1. Sep 23, 2007

Oblio

I have to write the equation of motion for a projectile thrown vertically, under quadratic air resistance.

The forces acting on the projectile then are, gravity and the quadratic air resistance.

Now, both forces are opposing the projectile, would that mean that if I make gravity negative (-mg) that my air resistance would also need to be negative?

ma = -mg-cv^2 ?

2. Sep 23, 2007

mgb_phys

Air resistance always acts to slow the object, so on the way up it works in the same direction as gravity - pulling the object down.
But on the way back down it acts agaisnt gravity, slowing the descent.

3. Sep 23, 2007

Oblio

Ok good.
I'm starting with the upward motion so they're both negative.

Now, I need to find that the time to the top of the trajectory is

t= (v$$_{ter}$$/g) arctan(vo/v$$_{ter}$$)

I think I would need to work in that switch where the quadratic air resistance becomes positive? Am I on the right track?

I solved v to be
v=sqrt[ma +mg/-c]

4. Sep 23, 2007

Oblio

I am completely failing to see how trig is finding its way into this, and I was supposed to find the v as a function of t, and technically time is found deep within 'c', do you think my equation is satisfactory as a function of t?

5. Sep 23, 2007

learningphysics

Is it thrown straight up?

So upwards... ma = -mg-cv^2

downwards... ma = -mg+cv^2

You need to solve the differential equation

mdv/dt = -mg - cv^2 for the upwards part...

[/quote]

I get the dt from above.

Last edited: Sep 24, 2007
6. Sep 23, 2007

Oblio

That's where I'm failing to understand it.. why would arctan be needed?
● ● ● ● ●
- GIVEN PROBLEM 1
List each distinct username that posts in the thread on projectile motion under air resistance.

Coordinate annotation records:
● ● ● ● ●
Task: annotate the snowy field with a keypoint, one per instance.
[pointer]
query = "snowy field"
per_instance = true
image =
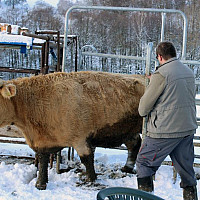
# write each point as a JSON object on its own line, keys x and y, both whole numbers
{"x": 17, "y": 180}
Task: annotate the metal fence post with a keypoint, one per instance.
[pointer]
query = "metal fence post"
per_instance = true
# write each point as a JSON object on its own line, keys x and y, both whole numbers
{"x": 147, "y": 73}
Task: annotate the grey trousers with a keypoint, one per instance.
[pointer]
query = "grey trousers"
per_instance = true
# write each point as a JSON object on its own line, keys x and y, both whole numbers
{"x": 154, "y": 150}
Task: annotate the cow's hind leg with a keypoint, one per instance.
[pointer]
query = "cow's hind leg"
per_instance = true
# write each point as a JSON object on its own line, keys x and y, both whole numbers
{"x": 133, "y": 147}
{"x": 43, "y": 170}
{"x": 88, "y": 161}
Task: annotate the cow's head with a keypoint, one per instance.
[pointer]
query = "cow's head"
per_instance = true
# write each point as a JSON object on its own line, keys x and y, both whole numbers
{"x": 7, "y": 90}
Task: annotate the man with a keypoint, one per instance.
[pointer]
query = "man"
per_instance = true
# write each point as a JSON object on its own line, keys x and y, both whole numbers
{"x": 169, "y": 103}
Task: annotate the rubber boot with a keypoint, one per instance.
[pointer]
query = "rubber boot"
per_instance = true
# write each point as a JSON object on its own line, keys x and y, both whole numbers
{"x": 190, "y": 193}
{"x": 145, "y": 184}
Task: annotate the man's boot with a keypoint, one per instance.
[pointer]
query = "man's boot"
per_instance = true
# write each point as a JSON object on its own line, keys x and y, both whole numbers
{"x": 145, "y": 184}
{"x": 190, "y": 193}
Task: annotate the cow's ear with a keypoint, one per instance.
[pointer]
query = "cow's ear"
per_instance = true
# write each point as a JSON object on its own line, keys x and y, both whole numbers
{"x": 8, "y": 91}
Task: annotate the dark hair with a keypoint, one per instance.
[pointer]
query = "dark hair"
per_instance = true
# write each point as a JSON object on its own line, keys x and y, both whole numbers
{"x": 166, "y": 50}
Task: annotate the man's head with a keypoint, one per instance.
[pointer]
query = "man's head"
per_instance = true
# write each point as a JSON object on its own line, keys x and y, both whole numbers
{"x": 165, "y": 51}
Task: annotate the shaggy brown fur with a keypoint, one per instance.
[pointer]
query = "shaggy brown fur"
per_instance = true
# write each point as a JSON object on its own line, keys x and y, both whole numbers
{"x": 82, "y": 110}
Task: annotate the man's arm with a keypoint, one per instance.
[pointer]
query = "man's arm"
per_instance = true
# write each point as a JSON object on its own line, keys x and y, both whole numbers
{"x": 152, "y": 93}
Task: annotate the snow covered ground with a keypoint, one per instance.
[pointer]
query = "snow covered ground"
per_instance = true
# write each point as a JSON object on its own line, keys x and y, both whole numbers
{"x": 17, "y": 181}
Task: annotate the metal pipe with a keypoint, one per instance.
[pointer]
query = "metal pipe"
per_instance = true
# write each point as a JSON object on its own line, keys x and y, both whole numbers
{"x": 147, "y": 73}
{"x": 163, "y": 27}
{"x": 122, "y": 9}
{"x": 36, "y": 36}
{"x": 113, "y": 56}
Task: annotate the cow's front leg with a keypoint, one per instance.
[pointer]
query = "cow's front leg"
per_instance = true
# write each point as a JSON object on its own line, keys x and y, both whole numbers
{"x": 43, "y": 170}
{"x": 88, "y": 161}
{"x": 133, "y": 148}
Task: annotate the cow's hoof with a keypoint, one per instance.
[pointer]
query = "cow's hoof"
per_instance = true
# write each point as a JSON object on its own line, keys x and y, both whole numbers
{"x": 128, "y": 170}
{"x": 41, "y": 186}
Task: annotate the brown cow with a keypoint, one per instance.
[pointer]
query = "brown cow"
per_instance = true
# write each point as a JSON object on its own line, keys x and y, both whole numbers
{"x": 83, "y": 110}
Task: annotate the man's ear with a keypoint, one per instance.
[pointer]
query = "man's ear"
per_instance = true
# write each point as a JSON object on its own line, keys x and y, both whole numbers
{"x": 8, "y": 91}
● ● ● ● ●
- GIVEN PROBLEM 2
Starting at the line of the listing that contains "Task: annotate the cow's front" and ending at the last line of the listing, switch "keypoint" to "landmark" and leave everything else unchanged. Give only those lines.

- EXERCISE ANSWER 1
Oblio
mgb_phys
learningphysics

- EXERCISE ANSWER 2
Task: annotate the cow's front leg with a landmark, one per instance.
[pointer]
query = "cow's front leg"
per_instance = true
# write each point as a JSON object on its own line, keys x and y, both whole numbers
{"x": 43, "y": 170}
{"x": 88, "y": 161}
{"x": 133, "y": 148}
Task: annotate the cow's hoof with a landmark, one per instance.
[pointer]
query = "cow's hoof"
per_instance = true
# write each point as a JSON object on its own line, keys x and y, both whole numbers
{"x": 128, "y": 170}
{"x": 41, "y": 186}
Task: annotate the brown cow with a landmark, one per instance.
[pointer]
query = "brown cow"
per_instance = true
# write each point as a JSON object on its own line, keys x and y, both whole numbers
{"x": 83, "y": 110}
Task: annotate the man's ear with a landmark, one per instance.
[pointer]
query = "man's ear"
per_instance = true
# write each point as a JSON object on its own line, keys x and y, both whole numbers
{"x": 8, "y": 91}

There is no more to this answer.